Excerpt:
····················

Does Quantitative Easing Work?
Whether quantitative easing works is a subject of considerable debate. There are several notable historical examples of central banks increasing the money supply. This process is often referred to as "printing money," even though it's done by electronically crediting bank accounts and it doesn't involve printing.
While spurring inflation to avoid deflation is one of the goals of quantitative easing, too much inflation can be an unintended consequence. Germany (in the 1920s) and Zimbabwe (in the 2000s) engaged in what many scholars refer to as quantitative easing. In both cases, the result was hyperinflation. However, many modern scholars aren't convinced that the efforts of these countries qualify as quantitative easing.
In 2001-2006, the Bank of Japan increased its reserves from five trillion yen to 35 trillion yen. Most experts view the effort as a failure. But again, there is debate over whether or not Japan's effort can be categorized as quantitative easing at all.
Economic efforts in the United States and the United Kingdom during 2009-10 also met with disagreement over definitions and effectiveness. European Union countries are not permitted to engage in quantitative easing on a country-by-country basis, as each country shares a common currency and must defer to the central bank.
There is also an argument that QE has psychological value. Experts can generally agree that quantitative easing is the last resort for desperate policymakers. When interest rates are near zero but the economy remains stalled, the public expects the government to take action. Quantitative easing, even if it doesn't work, shows action and concern on the part of policymakers. Even if they cannot fix the situation, they can at least demonstrate activity, which can provide a psychological boost to investors.
Of course, by purchasing assets, the central bank is spending the money it has created, and this introduces risk. For example, the purchase of mortgage-backed securities runs the risk of default. It also raises questions about what will happen when the central bank sells the assets, which will take cash out of circulation and tighten the money supply.
Even the invention of quantitative easing is shrouded in controversy. Some give credit to economist John Maynard Keynes for developing the concept; some cite the Bank of Japan for implementing it; others cite economist Richard Werner, who coined the term.
The Bottom Line
The controversy surrounding QE brings to mind Winston Churchill's famous quip about "a riddle wrapped in a mystery inside an enigma." Of course, some experts will almost certainly disagree with this characterization.

····················

Record set:
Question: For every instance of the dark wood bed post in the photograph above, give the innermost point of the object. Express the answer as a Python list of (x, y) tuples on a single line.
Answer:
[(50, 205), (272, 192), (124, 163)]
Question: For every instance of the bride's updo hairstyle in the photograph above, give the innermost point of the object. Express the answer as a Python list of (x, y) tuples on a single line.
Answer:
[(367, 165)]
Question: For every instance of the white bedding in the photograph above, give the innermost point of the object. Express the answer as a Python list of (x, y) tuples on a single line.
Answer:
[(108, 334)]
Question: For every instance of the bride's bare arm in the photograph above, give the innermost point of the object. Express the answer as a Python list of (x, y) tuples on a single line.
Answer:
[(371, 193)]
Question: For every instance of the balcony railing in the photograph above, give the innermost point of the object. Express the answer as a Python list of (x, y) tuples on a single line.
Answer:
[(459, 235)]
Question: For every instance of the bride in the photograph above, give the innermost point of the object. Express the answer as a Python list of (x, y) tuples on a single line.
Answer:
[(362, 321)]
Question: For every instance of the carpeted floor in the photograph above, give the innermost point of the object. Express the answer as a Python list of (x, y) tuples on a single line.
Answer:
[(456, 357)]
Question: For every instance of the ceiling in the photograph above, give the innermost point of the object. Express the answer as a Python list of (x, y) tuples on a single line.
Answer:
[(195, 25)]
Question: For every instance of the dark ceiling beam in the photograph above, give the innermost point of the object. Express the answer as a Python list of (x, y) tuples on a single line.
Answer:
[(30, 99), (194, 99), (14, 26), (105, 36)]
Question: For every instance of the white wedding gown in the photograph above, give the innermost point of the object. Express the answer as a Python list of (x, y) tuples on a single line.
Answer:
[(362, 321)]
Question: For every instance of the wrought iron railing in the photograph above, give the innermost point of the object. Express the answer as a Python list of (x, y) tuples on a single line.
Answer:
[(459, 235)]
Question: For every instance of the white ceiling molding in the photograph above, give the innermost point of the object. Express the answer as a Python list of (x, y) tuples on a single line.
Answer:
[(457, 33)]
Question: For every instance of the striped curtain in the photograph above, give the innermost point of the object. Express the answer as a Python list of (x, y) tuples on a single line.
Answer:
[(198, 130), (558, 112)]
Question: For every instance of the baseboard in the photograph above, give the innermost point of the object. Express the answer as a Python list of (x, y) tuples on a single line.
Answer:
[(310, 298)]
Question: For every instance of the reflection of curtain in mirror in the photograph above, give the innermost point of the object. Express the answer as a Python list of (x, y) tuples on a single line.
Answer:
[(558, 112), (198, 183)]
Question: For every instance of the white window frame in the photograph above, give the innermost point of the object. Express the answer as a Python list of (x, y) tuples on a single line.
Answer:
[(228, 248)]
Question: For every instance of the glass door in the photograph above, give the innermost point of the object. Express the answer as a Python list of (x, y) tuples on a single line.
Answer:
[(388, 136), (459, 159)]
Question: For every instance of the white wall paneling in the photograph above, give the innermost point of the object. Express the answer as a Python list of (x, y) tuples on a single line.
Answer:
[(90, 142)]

····················

Exercises:
1 - In the excerpt on quantitative easing, what were the Bank of Japan's reserves at the start and end of its 2001-2006 increase?
2 - List every individual country named in the excerpt on quantitative easing.
3 - Duplicate word for word the portion of the quantitative easing excerpt starting at "Even the invention" and ending at "with this characterization.".

Exercise responses:
1 - They went from five trillion yen to 35 trillion yen.

2 - Germany, Zimbabwe, Japan, the United States, the United Kingdom

3 -
Even the invention of quantitative easing is shrouded in controversy. Some give credit to economist John Maynard Keynes for developing the concept; some cite the Bank of Japan for implementing it; others cite economist Richard Werner, who coined the term.
The Bottom Line
The controversy surrounding QE brings to mind Winston Churchill's famous quip about "a riddle wrapped in a mystery inside an enigma." Of course, some experts will almost certainly disagree with this characterization.